Transcribe only the stretch of lines that opens with the line containing "Identify one point on each instance of the green vegetation" and closes with the last line of the listing, skipping pictures.

-- Start Stored rows --

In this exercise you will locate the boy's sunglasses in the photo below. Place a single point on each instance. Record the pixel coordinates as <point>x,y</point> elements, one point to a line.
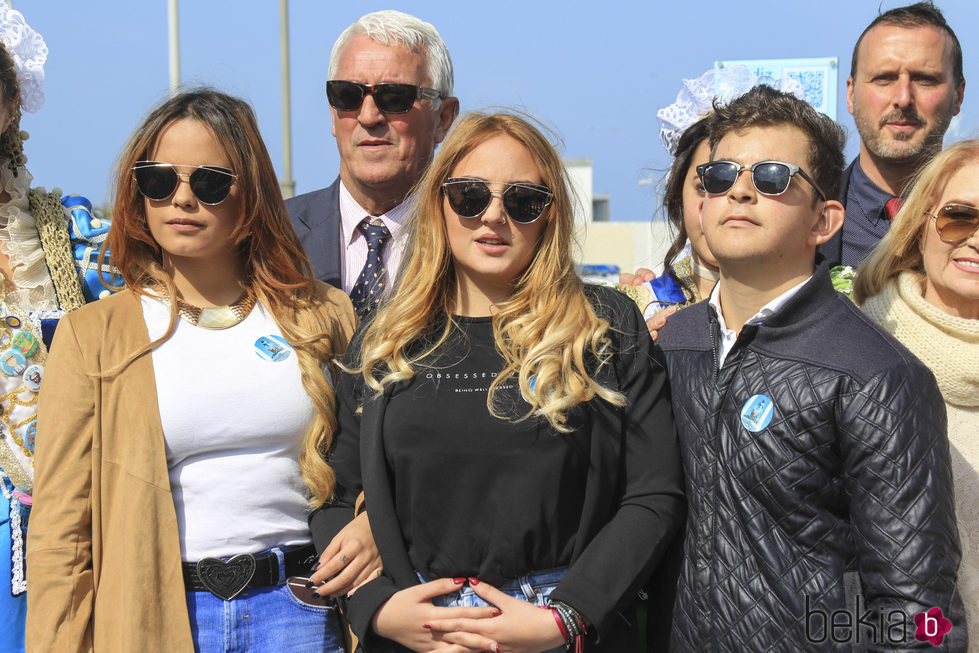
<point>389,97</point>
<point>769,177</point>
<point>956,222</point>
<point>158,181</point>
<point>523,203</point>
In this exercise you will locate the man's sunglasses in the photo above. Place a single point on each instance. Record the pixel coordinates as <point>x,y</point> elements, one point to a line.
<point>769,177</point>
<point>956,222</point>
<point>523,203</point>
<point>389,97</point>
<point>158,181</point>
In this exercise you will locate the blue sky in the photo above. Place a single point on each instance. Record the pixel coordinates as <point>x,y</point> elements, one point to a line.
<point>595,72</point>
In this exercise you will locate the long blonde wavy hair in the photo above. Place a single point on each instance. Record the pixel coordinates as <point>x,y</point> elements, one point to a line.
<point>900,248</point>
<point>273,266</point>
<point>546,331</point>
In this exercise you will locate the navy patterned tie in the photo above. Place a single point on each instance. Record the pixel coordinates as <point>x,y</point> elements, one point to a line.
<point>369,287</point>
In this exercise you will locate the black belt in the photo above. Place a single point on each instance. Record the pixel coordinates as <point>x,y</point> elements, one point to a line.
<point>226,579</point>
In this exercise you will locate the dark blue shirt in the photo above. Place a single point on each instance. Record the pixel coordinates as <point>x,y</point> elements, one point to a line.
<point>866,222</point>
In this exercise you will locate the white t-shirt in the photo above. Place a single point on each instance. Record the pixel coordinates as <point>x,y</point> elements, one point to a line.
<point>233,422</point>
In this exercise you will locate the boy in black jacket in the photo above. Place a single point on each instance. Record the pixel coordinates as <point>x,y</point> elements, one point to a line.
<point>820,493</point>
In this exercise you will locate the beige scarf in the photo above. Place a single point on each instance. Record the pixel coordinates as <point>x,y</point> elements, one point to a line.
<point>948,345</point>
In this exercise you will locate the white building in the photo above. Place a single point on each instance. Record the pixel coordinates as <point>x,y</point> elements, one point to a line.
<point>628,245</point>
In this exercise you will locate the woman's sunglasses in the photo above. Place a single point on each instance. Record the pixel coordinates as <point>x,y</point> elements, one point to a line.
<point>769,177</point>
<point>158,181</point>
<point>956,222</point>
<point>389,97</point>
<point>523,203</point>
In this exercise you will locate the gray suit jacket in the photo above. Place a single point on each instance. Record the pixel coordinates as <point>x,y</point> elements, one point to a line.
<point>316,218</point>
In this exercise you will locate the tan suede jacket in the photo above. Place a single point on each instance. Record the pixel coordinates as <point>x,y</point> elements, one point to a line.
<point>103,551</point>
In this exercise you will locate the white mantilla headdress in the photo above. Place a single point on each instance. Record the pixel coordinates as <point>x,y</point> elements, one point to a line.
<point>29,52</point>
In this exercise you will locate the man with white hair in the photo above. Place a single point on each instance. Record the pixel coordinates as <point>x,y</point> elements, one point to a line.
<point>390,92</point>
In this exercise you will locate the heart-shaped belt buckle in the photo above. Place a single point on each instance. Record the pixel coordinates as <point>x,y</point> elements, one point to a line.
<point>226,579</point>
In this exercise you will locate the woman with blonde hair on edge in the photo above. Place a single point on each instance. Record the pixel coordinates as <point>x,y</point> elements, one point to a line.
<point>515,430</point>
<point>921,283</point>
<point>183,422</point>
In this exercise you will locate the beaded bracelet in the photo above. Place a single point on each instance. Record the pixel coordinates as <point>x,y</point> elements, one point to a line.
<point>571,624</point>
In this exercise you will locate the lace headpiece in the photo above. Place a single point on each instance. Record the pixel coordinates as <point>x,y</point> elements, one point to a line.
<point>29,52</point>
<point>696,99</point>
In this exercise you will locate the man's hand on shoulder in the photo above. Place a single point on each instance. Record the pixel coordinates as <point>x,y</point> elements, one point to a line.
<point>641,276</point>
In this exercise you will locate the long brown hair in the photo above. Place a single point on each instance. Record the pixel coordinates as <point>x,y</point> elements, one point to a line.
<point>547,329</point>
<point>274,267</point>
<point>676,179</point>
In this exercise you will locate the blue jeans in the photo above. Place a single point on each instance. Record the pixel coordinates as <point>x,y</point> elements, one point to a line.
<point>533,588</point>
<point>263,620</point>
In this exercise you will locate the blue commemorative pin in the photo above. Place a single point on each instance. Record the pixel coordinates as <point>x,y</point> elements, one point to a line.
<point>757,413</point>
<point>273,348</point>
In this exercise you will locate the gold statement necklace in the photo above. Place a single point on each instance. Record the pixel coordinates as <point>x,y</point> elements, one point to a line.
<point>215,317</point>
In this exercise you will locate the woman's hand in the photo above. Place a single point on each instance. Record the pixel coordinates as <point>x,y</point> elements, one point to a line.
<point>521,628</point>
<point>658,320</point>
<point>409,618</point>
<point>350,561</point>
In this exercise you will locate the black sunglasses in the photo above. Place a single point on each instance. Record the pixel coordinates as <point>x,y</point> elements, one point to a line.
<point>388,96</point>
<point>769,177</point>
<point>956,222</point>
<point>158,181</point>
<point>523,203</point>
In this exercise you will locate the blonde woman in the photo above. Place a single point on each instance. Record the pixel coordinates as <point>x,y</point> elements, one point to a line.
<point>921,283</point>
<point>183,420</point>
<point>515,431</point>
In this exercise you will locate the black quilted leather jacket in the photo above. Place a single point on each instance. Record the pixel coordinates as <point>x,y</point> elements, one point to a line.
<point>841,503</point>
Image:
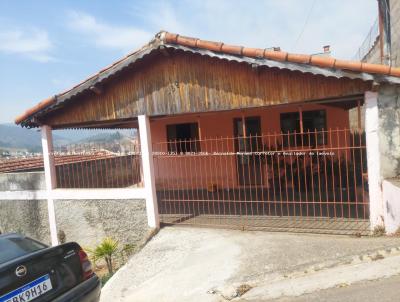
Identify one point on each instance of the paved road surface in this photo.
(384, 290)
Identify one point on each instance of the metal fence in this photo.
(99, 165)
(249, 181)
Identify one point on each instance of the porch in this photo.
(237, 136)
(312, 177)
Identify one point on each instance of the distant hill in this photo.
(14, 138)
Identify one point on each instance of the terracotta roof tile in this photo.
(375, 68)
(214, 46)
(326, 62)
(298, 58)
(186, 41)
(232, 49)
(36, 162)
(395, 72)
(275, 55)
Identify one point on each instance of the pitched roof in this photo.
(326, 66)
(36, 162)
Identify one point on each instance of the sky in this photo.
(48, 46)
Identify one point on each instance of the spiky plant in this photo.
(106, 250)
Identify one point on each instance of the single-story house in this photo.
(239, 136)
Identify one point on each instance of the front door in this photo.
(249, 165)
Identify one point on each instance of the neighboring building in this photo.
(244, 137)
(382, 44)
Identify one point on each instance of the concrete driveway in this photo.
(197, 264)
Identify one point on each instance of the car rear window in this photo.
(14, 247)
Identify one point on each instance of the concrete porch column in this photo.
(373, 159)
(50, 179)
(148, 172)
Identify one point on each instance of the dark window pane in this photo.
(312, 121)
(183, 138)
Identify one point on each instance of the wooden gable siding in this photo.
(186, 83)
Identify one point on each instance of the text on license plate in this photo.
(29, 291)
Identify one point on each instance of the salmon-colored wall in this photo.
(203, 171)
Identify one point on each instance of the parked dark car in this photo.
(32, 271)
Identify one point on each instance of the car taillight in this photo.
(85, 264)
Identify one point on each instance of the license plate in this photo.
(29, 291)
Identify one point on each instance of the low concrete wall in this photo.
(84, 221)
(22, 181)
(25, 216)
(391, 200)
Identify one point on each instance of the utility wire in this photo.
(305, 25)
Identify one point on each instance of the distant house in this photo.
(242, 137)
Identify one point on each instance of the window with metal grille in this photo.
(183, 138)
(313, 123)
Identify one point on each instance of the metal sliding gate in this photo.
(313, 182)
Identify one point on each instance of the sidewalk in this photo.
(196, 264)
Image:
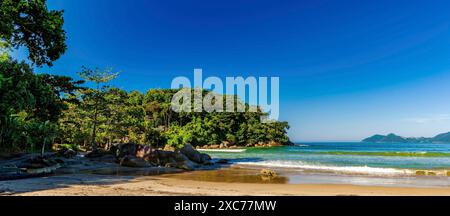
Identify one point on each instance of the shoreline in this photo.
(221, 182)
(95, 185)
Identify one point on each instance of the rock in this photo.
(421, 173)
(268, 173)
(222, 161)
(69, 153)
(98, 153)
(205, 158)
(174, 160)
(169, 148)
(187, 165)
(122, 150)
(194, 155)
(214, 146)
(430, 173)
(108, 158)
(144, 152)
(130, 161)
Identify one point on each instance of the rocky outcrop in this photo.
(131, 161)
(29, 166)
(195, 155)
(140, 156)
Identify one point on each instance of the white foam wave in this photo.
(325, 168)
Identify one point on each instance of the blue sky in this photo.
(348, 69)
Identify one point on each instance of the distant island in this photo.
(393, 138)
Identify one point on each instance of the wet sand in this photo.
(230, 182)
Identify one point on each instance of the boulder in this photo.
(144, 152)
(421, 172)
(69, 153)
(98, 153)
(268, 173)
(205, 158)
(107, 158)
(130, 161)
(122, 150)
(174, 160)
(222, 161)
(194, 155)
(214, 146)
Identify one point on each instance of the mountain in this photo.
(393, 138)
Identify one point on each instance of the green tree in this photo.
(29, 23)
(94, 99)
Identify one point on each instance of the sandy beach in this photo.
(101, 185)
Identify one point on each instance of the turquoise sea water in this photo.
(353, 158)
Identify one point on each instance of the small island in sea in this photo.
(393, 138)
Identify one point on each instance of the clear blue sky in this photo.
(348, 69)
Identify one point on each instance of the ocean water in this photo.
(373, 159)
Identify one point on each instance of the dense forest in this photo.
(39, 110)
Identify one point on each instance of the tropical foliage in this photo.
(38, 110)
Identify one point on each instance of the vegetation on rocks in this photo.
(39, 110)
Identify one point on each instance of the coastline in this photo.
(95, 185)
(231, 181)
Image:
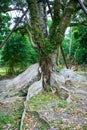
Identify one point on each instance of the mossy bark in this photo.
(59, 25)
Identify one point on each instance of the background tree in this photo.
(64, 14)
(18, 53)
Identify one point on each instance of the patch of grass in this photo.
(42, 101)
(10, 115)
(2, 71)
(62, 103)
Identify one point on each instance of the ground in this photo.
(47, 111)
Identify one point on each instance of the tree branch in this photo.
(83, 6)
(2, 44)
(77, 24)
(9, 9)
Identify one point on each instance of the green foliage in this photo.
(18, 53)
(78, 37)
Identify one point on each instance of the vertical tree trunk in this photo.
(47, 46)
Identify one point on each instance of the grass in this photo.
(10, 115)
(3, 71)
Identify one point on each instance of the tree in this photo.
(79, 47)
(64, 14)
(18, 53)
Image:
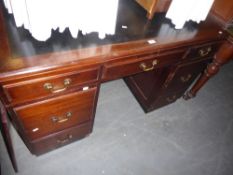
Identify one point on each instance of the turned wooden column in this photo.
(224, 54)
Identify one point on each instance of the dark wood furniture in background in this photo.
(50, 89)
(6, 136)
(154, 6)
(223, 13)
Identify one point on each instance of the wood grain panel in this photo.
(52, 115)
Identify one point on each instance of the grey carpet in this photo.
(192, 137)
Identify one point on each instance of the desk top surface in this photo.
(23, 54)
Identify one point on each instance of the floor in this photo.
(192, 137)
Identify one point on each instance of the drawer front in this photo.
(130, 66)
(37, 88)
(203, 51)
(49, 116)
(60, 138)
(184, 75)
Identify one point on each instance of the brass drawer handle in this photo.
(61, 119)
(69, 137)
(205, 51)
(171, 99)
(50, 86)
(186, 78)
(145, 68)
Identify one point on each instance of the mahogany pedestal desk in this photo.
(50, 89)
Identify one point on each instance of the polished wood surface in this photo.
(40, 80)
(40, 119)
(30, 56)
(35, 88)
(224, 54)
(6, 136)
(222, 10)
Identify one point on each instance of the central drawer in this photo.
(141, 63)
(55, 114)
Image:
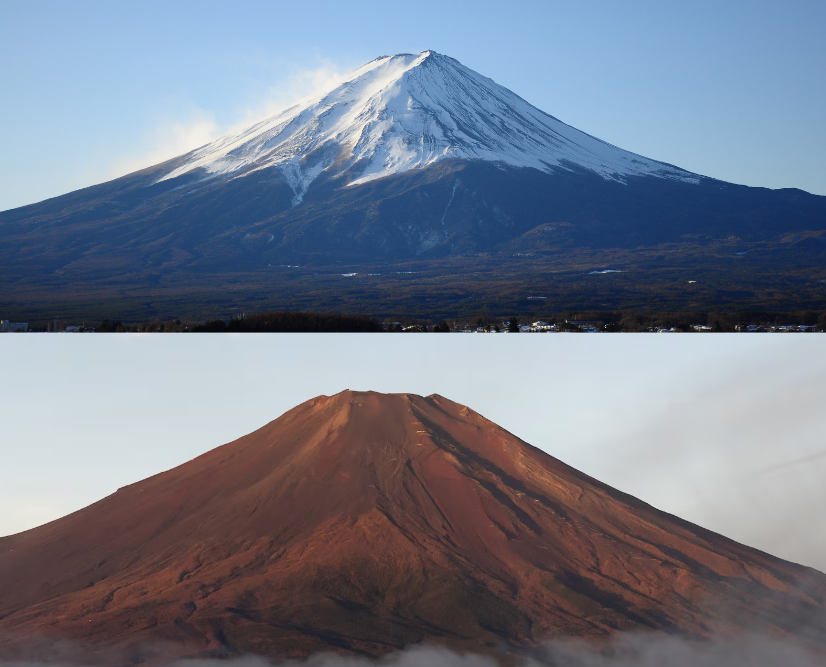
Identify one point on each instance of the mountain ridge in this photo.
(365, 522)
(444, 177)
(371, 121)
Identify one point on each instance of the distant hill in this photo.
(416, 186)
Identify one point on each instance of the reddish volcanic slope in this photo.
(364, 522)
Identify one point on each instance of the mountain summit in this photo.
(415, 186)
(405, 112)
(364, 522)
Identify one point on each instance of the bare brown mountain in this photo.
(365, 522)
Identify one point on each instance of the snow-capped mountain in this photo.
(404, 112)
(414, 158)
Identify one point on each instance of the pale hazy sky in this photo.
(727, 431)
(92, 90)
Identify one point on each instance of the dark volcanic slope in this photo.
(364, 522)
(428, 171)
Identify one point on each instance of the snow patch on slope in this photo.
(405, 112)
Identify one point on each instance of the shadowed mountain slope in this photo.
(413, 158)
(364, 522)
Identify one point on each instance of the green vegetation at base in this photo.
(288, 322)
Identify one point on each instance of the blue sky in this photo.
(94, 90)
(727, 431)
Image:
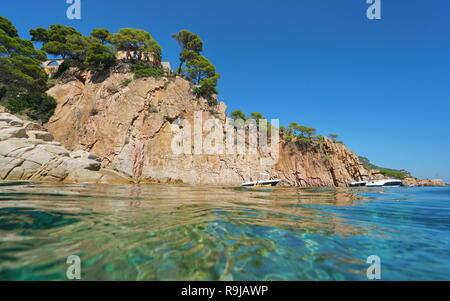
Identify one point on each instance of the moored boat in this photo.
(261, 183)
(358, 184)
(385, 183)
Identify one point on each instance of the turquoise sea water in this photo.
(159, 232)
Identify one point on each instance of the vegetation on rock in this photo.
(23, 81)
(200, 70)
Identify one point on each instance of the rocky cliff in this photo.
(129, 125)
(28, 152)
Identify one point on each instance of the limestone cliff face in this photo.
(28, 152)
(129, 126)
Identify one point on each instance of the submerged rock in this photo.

-- End Stored rows --

▸ **Worked solution**
Identify one point on each instance of the green vegetation at base in this photo.
(288, 322)
Identify one point on each instance of the blue sky in this photo.
(94, 90)
(727, 431)
Image:
Identify one point on each instance of the moored boat in this photo.
(261, 183)
(358, 184)
(385, 183)
Identify one point on each instance of the turquoise sea water in this photo.
(159, 232)
Identify one point on each instance of the vegetation on rock in this photo.
(23, 81)
(200, 70)
Identify one point on each instance of the rocky cliff in this photo.
(129, 125)
(28, 152)
Identify one point on each instance of the limestone cliff face in this photo.
(28, 152)
(129, 126)
Identify one point on each instance of the submerged rock in this photo.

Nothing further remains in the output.